Items listed in a dataset:
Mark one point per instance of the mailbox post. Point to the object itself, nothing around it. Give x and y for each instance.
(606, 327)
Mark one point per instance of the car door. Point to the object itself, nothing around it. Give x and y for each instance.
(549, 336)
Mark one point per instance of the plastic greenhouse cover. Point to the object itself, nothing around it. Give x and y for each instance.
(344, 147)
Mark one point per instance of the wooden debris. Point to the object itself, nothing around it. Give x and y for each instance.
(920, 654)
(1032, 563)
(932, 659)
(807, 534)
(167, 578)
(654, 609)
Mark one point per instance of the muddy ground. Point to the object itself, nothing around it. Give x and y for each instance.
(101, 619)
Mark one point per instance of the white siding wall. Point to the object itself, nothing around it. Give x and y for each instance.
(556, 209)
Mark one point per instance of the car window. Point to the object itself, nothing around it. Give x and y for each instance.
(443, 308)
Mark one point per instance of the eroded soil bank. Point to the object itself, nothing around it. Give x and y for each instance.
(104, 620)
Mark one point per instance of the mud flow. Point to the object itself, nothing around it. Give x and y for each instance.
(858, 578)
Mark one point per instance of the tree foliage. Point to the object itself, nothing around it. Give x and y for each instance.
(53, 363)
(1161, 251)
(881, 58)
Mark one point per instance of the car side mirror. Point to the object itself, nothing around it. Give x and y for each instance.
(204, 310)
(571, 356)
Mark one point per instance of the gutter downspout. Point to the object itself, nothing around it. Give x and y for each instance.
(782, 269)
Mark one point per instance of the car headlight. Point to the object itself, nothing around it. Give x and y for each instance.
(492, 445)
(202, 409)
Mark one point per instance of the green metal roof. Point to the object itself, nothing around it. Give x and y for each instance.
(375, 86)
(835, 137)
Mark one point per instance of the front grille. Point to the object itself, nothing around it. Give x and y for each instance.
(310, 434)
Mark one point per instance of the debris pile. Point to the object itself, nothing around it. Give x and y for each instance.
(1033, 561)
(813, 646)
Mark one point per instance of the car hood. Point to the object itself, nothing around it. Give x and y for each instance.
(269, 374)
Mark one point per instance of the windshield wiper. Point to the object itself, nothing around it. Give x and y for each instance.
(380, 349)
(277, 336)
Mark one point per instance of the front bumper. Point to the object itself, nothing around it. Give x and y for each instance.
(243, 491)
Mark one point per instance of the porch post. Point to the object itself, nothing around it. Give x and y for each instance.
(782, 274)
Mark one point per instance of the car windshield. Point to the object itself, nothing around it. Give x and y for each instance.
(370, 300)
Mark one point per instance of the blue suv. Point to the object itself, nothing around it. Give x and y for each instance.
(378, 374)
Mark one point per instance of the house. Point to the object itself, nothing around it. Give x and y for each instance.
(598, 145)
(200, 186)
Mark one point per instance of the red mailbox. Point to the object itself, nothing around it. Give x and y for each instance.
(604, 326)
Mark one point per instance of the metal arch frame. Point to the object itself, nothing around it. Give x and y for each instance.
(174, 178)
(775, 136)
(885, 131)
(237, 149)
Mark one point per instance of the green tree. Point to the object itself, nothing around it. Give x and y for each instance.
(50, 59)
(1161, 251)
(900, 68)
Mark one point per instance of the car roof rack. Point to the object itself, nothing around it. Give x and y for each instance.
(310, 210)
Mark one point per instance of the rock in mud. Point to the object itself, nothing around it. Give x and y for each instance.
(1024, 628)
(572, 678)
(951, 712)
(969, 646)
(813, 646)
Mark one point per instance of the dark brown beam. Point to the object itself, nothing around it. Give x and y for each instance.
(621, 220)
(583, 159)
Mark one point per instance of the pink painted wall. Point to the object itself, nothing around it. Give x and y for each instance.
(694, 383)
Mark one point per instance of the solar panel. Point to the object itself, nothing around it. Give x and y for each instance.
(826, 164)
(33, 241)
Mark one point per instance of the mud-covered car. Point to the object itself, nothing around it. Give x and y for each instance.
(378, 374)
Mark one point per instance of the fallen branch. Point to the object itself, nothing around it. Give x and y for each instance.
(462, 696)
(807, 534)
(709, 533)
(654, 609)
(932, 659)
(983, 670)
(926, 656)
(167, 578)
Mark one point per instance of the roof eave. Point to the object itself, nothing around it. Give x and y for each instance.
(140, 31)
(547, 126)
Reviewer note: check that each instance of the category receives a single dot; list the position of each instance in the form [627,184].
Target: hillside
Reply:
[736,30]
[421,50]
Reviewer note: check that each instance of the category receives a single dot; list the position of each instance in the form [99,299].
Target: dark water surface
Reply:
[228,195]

> **Problem**:
Using only the data above, copy out the lines that include the word "Target".

> **Response for this exercise**:
Target: hillside
Target: dark water surface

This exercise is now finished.